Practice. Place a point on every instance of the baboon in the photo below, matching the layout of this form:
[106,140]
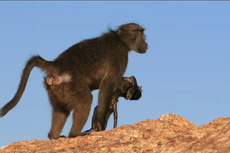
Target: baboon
[128,89]
[97,63]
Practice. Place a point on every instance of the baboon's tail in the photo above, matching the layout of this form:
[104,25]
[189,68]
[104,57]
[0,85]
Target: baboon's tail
[32,62]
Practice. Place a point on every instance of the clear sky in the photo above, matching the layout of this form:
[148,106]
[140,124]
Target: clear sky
[185,70]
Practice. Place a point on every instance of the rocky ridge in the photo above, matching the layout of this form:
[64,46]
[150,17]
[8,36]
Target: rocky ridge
[169,134]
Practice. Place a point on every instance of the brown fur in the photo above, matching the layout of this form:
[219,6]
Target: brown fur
[97,63]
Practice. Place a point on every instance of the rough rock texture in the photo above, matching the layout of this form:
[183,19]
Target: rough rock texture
[169,134]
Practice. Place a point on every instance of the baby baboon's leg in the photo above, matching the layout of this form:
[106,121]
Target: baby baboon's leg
[93,124]
[131,79]
[115,114]
[81,112]
[53,80]
[110,111]
[130,93]
[58,121]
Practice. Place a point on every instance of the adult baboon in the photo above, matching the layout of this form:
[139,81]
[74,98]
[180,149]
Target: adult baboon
[128,89]
[97,63]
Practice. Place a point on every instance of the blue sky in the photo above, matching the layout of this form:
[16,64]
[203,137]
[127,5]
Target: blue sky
[185,70]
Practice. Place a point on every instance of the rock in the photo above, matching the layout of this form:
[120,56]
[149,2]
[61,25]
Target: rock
[169,134]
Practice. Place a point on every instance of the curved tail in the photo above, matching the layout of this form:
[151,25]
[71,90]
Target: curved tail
[32,62]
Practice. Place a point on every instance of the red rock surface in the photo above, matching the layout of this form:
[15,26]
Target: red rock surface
[169,134]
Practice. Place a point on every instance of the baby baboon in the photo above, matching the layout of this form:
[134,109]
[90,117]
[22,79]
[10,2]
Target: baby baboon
[97,63]
[128,89]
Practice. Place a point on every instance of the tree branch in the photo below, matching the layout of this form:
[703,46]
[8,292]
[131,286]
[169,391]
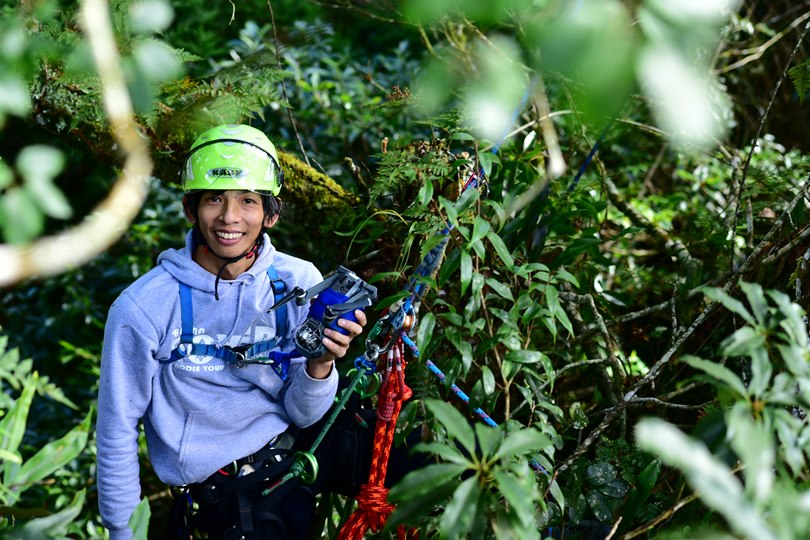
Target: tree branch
[100,229]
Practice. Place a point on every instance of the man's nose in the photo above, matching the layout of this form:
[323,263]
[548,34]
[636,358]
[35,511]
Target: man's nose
[230,211]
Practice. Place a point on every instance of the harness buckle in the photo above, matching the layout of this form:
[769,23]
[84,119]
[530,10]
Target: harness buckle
[240,359]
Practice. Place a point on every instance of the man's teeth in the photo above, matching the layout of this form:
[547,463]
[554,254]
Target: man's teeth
[229,236]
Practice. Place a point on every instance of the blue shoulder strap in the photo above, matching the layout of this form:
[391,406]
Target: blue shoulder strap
[280,361]
[279,288]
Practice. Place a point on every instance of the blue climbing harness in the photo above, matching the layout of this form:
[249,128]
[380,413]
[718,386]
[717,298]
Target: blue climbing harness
[257,353]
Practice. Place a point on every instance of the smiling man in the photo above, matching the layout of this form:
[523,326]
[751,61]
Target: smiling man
[176,340]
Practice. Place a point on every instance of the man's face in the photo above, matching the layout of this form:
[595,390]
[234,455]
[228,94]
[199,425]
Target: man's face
[231,221]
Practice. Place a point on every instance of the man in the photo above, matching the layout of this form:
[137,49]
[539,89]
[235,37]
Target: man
[176,340]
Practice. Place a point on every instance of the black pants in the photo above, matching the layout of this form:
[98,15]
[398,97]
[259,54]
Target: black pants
[344,459]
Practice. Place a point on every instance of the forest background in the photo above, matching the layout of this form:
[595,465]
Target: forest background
[624,296]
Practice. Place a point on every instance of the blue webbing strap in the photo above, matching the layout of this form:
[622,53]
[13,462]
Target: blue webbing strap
[279,360]
[279,289]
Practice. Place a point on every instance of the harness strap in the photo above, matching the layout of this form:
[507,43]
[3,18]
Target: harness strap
[238,356]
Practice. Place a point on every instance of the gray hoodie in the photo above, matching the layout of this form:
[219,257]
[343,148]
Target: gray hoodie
[199,413]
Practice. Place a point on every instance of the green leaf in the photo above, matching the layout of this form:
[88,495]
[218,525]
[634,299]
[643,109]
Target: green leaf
[6,175]
[719,373]
[487,159]
[731,304]
[410,510]
[139,520]
[447,452]
[793,322]
[502,290]
[421,481]
[454,423]
[489,439]
[761,371]
[710,478]
[150,16]
[501,250]
[157,61]
[55,454]
[756,298]
[466,271]
[427,323]
[522,442]
[488,380]
[21,219]
[754,444]
[519,498]
[601,473]
[525,357]
[638,496]
[55,525]
[556,492]
[460,512]
[14,96]
[601,509]
[12,427]
[40,164]
[466,200]
[481,229]
[743,342]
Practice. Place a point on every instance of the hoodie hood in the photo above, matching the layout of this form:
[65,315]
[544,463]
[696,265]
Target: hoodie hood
[180,265]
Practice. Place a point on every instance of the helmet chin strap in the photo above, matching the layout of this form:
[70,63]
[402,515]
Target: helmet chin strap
[257,244]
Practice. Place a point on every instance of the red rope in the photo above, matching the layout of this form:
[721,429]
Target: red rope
[372,501]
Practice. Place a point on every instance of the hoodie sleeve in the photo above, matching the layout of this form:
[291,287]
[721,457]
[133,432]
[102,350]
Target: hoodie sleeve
[128,366]
[306,400]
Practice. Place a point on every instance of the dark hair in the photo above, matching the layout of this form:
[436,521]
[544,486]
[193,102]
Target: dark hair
[271,204]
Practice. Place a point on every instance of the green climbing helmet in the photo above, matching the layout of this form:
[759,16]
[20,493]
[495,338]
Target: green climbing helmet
[232,157]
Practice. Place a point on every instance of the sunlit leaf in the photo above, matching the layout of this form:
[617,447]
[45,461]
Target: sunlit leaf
[501,250]
[423,480]
[524,441]
[600,473]
[460,512]
[55,454]
[466,271]
[424,332]
[21,219]
[139,521]
[754,444]
[756,298]
[54,525]
[454,422]
[730,303]
[488,379]
[518,497]
[150,16]
[711,479]
[14,96]
[743,342]
[718,372]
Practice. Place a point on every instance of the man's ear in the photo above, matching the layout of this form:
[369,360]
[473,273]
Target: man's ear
[187,210]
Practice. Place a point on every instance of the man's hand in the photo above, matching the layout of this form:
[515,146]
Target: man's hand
[337,345]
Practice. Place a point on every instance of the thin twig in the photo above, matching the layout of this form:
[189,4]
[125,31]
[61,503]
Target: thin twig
[613,413]
[284,86]
[754,142]
[757,52]
[787,248]
[663,517]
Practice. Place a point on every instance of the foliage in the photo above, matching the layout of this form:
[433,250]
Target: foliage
[20,385]
[765,421]
[561,297]
[484,482]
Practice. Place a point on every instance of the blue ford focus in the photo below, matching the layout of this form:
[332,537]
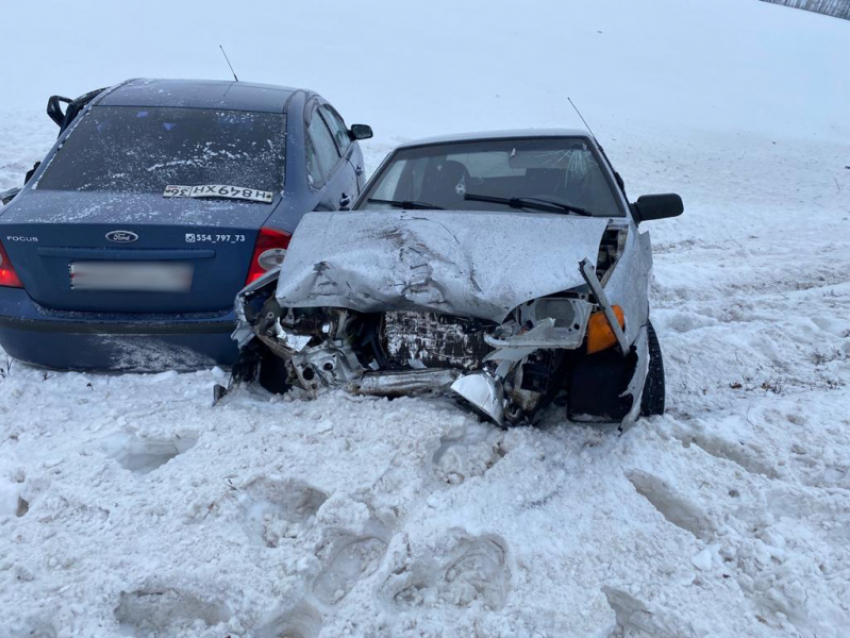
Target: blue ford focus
[160,200]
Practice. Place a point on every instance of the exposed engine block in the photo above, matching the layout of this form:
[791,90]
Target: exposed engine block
[431,340]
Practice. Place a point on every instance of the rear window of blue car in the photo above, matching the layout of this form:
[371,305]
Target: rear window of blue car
[143,150]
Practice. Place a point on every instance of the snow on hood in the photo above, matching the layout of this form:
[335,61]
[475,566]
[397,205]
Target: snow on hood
[472,263]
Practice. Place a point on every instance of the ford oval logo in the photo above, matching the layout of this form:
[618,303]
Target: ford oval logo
[122,236]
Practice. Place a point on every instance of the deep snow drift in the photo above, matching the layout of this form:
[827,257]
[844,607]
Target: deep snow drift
[129,506]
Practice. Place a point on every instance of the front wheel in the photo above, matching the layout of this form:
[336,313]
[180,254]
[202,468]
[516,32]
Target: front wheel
[652,400]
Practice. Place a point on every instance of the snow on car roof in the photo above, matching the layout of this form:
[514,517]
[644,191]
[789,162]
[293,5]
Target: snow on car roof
[215,94]
[499,135]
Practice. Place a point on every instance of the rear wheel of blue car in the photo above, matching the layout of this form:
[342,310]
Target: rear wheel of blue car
[652,400]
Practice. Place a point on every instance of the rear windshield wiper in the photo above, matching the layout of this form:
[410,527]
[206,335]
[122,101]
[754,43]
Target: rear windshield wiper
[406,205]
[537,203]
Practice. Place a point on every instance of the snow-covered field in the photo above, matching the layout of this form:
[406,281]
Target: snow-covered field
[129,506]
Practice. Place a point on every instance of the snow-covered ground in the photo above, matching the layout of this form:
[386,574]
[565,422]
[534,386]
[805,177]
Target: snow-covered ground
[129,506]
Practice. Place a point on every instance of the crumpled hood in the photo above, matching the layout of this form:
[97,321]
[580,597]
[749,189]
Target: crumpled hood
[472,263]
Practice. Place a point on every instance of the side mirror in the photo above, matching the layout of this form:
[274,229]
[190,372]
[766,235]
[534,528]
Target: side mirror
[8,196]
[360,132]
[651,207]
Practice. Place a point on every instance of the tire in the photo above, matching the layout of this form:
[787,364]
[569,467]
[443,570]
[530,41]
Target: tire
[652,400]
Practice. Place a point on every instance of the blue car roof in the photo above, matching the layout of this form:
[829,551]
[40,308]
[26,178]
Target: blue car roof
[201,94]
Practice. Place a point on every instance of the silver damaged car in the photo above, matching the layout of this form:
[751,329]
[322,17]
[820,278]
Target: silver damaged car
[506,269]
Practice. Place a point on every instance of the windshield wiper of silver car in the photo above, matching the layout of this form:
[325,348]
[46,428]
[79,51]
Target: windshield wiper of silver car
[530,202]
[406,205]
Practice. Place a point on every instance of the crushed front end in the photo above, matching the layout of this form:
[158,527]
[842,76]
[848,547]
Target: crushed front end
[509,371]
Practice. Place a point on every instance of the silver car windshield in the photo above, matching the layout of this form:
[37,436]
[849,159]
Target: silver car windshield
[498,174]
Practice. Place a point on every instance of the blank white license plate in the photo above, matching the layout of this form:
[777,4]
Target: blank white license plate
[152,276]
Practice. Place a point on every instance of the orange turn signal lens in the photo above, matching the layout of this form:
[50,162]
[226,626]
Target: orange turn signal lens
[599,334]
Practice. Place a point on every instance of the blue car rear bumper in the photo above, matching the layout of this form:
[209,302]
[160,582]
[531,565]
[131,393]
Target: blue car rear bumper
[91,341]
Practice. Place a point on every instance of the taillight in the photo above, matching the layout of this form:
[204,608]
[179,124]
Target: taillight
[268,252]
[8,276]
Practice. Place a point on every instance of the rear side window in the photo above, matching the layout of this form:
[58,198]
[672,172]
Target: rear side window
[145,149]
[337,126]
[324,150]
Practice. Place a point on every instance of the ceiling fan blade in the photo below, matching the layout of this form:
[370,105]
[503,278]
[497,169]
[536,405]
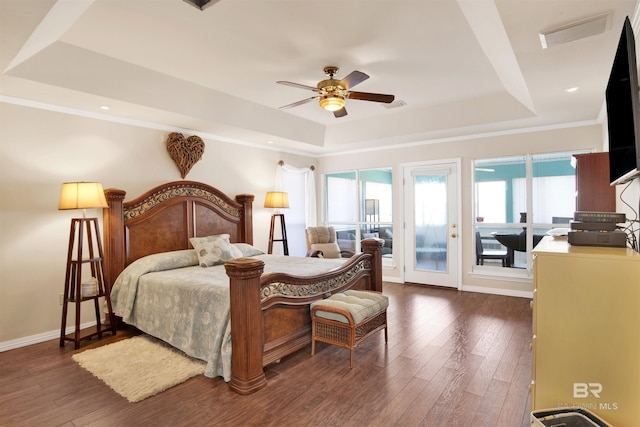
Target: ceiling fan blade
[340,113]
[295,104]
[354,78]
[376,97]
[298,85]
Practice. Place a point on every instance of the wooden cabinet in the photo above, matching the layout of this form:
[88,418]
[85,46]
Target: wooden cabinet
[592,183]
[586,330]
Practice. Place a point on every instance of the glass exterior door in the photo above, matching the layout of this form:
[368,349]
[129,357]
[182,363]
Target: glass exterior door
[431,233]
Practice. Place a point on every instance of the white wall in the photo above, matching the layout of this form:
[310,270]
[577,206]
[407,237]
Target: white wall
[39,150]
[561,140]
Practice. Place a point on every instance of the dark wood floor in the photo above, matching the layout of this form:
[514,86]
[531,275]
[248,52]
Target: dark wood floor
[453,359]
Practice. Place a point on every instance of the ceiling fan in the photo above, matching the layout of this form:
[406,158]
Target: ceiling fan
[332,93]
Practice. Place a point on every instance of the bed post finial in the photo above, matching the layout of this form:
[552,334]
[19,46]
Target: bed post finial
[247,373]
[114,239]
[374,247]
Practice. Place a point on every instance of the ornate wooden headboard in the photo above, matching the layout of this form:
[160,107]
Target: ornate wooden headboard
[165,218]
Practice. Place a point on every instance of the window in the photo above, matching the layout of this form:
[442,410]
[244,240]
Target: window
[359,204]
[517,200]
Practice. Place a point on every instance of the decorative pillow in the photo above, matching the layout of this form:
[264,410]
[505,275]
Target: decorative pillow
[214,250]
[247,249]
[329,250]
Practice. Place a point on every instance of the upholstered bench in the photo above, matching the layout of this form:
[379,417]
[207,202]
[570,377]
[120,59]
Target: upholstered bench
[346,319]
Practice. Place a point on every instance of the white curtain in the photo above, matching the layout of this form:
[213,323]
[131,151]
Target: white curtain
[310,189]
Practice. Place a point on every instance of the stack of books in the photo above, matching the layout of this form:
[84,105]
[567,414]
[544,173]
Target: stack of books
[597,229]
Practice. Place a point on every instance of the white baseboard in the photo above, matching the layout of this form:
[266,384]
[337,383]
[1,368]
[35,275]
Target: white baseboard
[38,338]
[498,291]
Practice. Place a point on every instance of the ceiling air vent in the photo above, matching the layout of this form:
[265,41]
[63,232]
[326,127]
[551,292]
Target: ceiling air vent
[575,31]
[202,4]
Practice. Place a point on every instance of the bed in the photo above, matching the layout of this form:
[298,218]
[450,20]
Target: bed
[268,310]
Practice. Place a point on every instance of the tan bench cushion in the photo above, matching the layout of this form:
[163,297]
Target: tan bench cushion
[360,304]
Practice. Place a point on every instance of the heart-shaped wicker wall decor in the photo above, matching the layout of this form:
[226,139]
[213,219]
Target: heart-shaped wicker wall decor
[185,152]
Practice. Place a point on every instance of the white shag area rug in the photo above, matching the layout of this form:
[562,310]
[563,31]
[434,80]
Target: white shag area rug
[140,366]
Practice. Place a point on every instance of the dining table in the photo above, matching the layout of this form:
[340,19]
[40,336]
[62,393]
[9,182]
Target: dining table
[515,242]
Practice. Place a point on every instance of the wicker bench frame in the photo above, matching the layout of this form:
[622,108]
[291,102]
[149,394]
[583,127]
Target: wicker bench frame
[346,335]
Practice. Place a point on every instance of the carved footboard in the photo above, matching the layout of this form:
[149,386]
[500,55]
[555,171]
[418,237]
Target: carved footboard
[270,313]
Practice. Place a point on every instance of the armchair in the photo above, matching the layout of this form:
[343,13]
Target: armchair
[324,239]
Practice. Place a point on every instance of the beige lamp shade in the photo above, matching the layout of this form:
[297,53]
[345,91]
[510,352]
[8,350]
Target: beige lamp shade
[276,200]
[82,195]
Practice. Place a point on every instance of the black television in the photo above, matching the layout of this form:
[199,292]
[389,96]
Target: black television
[623,111]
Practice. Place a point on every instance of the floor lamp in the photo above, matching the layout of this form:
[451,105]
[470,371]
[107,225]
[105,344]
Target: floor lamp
[84,195]
[277,200]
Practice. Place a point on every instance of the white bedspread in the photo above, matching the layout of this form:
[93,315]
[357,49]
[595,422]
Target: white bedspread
[172,298]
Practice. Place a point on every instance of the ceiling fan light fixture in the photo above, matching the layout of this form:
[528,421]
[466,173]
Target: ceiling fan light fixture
[332,102]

------------------------

* [How to complete this task]
Go over the data above and copy every line that has the word "below" in it.

* [The completed task]
Practice. Place a point on every instance of the baboon in the photo below, matching the layout of this form:
Practice. Place a point on every instance of the tree branch in the photo below, matching the layout of this form:
Practice. Place a point on every instance of the blue ford focus in the photo below, matching the layout of this form:
Practice. Place a point on every instance of the ceiling fan blade in the photo below, matching the layout of this form:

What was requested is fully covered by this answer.